= Information =

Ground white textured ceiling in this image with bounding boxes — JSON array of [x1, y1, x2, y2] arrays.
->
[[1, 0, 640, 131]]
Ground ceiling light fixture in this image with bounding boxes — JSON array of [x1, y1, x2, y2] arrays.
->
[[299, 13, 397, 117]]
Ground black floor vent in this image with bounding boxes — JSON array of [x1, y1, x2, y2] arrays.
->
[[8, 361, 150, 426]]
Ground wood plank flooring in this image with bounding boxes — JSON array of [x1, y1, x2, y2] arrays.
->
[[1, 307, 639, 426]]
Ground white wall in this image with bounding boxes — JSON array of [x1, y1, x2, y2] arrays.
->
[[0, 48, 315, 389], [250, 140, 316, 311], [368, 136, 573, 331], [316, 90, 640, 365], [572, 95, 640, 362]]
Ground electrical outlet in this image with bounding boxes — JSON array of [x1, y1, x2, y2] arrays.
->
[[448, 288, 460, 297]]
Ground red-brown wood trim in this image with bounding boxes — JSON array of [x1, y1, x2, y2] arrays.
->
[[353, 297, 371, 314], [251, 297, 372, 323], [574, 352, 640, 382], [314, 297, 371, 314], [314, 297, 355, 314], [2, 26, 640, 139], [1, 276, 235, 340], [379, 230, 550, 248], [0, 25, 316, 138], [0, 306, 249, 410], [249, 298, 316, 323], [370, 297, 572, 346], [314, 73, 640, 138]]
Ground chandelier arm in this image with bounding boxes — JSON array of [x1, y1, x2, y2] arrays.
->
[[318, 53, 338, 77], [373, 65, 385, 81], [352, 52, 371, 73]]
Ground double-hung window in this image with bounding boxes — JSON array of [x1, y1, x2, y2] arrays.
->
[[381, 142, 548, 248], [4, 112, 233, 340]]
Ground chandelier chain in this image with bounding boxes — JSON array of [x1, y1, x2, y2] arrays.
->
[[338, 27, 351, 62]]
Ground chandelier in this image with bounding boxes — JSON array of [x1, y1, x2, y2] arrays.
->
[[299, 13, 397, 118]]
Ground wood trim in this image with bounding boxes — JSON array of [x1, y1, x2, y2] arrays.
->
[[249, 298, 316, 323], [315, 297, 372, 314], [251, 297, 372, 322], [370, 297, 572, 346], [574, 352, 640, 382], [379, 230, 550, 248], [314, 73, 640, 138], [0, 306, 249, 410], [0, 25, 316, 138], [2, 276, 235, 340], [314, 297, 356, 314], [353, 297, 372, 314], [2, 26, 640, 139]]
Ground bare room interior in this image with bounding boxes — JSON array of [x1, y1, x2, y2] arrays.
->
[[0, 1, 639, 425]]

= Action item =
The entries above need to be repeated in full, exactly as written.

= Result of the task =
Ground white textured ceiling in this image with bounding boxes — JSON array of [x1, y1, x2, y2] arrays.
->
[[1, 0, 640, 131]]
Ground ceiling light fixture in this image with bounding boxes — JSON array of [x1, y1, x2, y2] arrays.
->
[[299, 13, 397, 117]]
Ground black floor vent in this image with bounding boxes — JSON array of [x1, y1, x2, y2] arrays.
->
[[8, 361, 150, 426]]
Ground wood plank flooring in this image with bounding boxes — JSON array of [x1, y1, x2, y2] arrays.
->
[[1, 307, 639, 426]]
Ground white wall in this image with bounding boxes — JSON array of [x1, y1, x2, y2] arrays.
->
[[0, 48, 315, 389], [250, 140, 316, 311], [368, 136, 573, 331], [316, 90, 640, 365], [572, 95, 640, 362]]
Ground electrical outlet in this image with bounding boxes — JSON array of [x1, y1, x2, y2] arrays.
->
[[448, 288, 460, 297]]
Ground red-brown wood trim in this image with bounding boxes — JSON array of [x1, y1, x2, y2] arrays.
->
[[353, 297, 371, 314], [251, 297, 372, 323], [574, 352, 640, 382], [314, 297, 371, 314], [314, 297, 355, 314], [2, 26, 640, 139], [1, 276, 235, 340], [379, 230, 550, 248], [0, 25, 316, 138], [0, 306, 249, 410], [249, 298, 316, 323], [370, 297, 572, 346], [314, 73, 640, 138]]
Ground chandelier arm in this image with bounding boxes — JSON array of [x1, y1, x2, y2] arrays.
->
[[318, 53, 338, 77], [373, 65, 385, 81], [352, 52, 371, 73]]
Ground double-hung window in this image with bounding boxes — JSON array of [x1, y1, x2, y2] arrays.
->
[[381, 142, 548, 248], [4, 112, 233, 340]]
Ground chandelier chain in this image with bounding boxes — JSON array of [x1, y1, x2, y2] arrays.
->
[[338, 27, 351, 62]]
Ground chandelier in this image with bounding boxes — JSON array of [x1, y1, x2, y2] arrays.
->
[[299, 13, 397, 118]]
Ground wood trim in this image with bounding boxes — JSON array of [x1, y1, x2, y2] arrays.
->
[[249, 298, 316, 323], [315, 297, 372, 314], [251, 297, 372, 322], [370, 297, 572, 346], [574, 352, 640, 382], [379, 230, 550, 248], [314, 73, 640, 138], [0, 306, 249, 410], [0, 25, 316, 138], [2, 276, 235, 340], [314, 297, 356, 314], [353, 297, 372, 314], [2, 26, 640, 139]]
Ground bare room interior in this image with bounding boxes — JSON array of [x1, y1, x2, y2] arrays.
->
[[0, 1, 639, 425]]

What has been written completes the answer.